**Tasks**
1) According to the text about the film Tiempos futuros, what is the machine that Teo and his father work on meant to do?
2) Please continue the text about the film Tiempos futuros from the point where it stops.

**Page text**
>> START
The shape of things to come (Spanish: Tiempos futuros) is a 2021 internationally co-produced science fiction drama film directed by Victor Checa (in his directorial debut) and written by Víctor Checa and Victor Huizar. It stars Fernando Bacilio and Lorenzo Molina.

Synopsis 
In a dystopian city that appears to be Lima, Teo (Lorenzo Molina), an eleven-year-old boy, works with his father, Luis (Fernando Bacilio), in a mysterious machine that seeks to generate a deluge in a city where it does not rain. Luis, obsessed with making the machine work, puts the invention at risk in the face of constant embargoes and threats from the authorities. Teo, looking to help his father, gets involved with a gang of young spies led by twin brothers, Raiza and Baca. From this meeting, Teo will live new experiences that will question his father's obsession and reveal the hidden nature of the machine.

Cast 
The actors participating in this film are:

 Fernando Bacilio as Luis
 Lorenzo Molina as Teo
 Jeremi García as Baca
 Paulina Bazán as Raiza
 José Flores as Haya

Release 
The film premiered at the Tallinn Black Nights Film Festival in Estonia on November 12, 2021. within the section Rebels with a cause; A competitive section of the festival where films challenge the boundaries of cinema". It was commercially released on November 17, 2022 in Peruvian theaters.
>> END
**Extracted information**
>> START
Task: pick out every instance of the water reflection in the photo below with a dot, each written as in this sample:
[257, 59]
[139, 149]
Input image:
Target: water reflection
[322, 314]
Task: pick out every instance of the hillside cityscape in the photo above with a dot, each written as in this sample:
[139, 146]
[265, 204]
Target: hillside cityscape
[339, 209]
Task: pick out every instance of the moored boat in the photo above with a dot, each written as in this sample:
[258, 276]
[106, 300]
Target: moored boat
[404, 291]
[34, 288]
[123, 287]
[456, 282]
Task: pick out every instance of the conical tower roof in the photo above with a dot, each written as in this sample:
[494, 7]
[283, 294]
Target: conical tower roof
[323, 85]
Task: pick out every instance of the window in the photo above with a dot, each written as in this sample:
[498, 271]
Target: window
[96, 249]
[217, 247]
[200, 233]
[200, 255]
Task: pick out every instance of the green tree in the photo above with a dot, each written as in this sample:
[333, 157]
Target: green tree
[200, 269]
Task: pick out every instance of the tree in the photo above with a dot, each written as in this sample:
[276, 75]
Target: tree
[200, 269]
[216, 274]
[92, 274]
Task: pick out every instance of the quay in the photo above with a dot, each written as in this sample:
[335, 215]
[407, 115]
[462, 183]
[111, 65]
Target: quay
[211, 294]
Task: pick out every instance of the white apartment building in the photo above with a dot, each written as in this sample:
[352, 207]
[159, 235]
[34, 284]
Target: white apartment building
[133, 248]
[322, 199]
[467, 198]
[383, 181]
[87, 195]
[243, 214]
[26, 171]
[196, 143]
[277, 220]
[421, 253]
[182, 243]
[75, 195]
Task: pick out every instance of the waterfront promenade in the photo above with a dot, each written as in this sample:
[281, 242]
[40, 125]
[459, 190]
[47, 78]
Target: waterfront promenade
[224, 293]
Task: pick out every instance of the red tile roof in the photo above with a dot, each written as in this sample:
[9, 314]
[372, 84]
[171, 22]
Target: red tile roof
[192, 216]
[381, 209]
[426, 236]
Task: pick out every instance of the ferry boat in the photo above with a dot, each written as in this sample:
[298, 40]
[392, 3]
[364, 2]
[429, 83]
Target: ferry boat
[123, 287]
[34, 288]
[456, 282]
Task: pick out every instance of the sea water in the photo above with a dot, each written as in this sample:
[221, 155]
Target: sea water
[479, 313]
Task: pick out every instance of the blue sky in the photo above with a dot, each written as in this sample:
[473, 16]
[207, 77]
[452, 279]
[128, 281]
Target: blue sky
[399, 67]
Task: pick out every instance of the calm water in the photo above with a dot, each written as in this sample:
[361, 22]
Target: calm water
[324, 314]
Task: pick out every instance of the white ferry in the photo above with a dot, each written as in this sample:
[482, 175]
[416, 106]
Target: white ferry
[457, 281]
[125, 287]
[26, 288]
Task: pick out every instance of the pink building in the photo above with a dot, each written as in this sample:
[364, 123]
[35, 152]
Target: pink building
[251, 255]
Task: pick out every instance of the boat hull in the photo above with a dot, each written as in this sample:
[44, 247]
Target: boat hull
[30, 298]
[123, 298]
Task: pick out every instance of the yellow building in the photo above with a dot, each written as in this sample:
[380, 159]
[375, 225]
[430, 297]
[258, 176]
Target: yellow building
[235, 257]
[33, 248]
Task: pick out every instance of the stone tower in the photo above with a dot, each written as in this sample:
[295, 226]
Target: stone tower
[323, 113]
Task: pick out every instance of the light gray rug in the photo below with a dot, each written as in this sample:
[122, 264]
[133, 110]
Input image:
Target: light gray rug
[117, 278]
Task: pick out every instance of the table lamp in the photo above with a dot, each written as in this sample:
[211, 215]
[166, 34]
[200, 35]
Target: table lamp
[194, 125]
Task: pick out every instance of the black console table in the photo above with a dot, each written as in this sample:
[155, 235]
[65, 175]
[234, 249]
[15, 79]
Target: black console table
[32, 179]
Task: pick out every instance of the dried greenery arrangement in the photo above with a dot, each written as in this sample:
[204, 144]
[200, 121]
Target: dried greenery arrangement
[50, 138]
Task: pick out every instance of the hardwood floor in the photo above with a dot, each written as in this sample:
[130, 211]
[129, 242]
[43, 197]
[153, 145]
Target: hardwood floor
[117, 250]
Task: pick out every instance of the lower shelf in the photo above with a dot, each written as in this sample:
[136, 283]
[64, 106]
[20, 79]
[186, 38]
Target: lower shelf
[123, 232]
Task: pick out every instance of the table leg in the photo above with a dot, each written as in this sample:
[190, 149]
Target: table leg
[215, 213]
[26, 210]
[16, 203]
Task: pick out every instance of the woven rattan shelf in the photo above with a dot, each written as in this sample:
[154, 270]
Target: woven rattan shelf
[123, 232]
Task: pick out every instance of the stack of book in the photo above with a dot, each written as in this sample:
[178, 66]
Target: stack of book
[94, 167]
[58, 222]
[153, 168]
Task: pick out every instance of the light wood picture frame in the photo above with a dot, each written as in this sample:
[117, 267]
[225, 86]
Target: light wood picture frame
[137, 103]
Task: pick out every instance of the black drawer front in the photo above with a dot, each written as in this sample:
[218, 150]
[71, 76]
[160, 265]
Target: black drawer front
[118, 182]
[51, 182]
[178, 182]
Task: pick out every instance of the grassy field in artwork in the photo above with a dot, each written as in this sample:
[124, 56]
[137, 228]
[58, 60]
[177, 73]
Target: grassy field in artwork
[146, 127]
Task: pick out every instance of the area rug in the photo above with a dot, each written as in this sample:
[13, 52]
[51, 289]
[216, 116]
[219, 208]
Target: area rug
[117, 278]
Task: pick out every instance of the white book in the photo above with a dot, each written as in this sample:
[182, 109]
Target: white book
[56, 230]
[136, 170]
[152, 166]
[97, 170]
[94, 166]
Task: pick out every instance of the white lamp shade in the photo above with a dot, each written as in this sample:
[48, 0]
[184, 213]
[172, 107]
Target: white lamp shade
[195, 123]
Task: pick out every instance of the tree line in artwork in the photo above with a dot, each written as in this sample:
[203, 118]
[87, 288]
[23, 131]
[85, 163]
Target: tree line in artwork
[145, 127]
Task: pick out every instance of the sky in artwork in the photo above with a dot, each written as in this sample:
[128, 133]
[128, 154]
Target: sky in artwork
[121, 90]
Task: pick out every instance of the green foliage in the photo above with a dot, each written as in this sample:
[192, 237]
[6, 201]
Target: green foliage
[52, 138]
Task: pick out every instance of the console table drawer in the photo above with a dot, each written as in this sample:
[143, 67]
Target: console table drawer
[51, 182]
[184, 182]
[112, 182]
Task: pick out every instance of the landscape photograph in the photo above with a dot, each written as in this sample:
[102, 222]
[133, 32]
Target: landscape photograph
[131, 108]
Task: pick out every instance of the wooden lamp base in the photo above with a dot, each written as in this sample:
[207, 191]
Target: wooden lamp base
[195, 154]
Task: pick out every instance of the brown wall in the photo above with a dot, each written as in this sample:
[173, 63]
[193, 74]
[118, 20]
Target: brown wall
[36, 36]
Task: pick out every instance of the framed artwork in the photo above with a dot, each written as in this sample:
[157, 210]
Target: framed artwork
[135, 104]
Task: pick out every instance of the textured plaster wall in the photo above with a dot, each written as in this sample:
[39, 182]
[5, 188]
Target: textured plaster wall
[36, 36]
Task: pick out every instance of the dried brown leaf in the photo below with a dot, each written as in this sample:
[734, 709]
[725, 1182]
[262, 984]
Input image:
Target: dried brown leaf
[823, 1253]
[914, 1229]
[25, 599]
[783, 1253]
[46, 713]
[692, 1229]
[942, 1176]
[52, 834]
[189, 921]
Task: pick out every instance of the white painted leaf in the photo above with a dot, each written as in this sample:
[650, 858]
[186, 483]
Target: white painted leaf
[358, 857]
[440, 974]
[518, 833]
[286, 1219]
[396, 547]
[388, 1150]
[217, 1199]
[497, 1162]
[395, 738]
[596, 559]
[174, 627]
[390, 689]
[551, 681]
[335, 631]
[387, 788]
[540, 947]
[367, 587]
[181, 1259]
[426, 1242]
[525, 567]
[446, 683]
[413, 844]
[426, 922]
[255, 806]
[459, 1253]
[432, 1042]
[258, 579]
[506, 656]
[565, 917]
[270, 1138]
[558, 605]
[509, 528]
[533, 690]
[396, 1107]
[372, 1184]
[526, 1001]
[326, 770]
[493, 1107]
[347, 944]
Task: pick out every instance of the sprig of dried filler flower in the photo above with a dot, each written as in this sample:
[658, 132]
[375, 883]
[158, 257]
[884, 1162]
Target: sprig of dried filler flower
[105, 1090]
>> END
**Task answers**
1) It is meant to generate a deluge in a city where it does not rain.

2)
Awards 
The film and won the Jury Award at the Beijing International Film Festival in the Forward Future section aimed at new directors. On the national circuit, it won the award for best film at the Huanuco film festival  and received a mention from the jury at the Trujillo film festival. It was also part of the 2022 Silk Road International Film Festival. The film has also been shown in the Talento Emergente (Cineteca México), which showcases an outstanding selection of first films from around the world.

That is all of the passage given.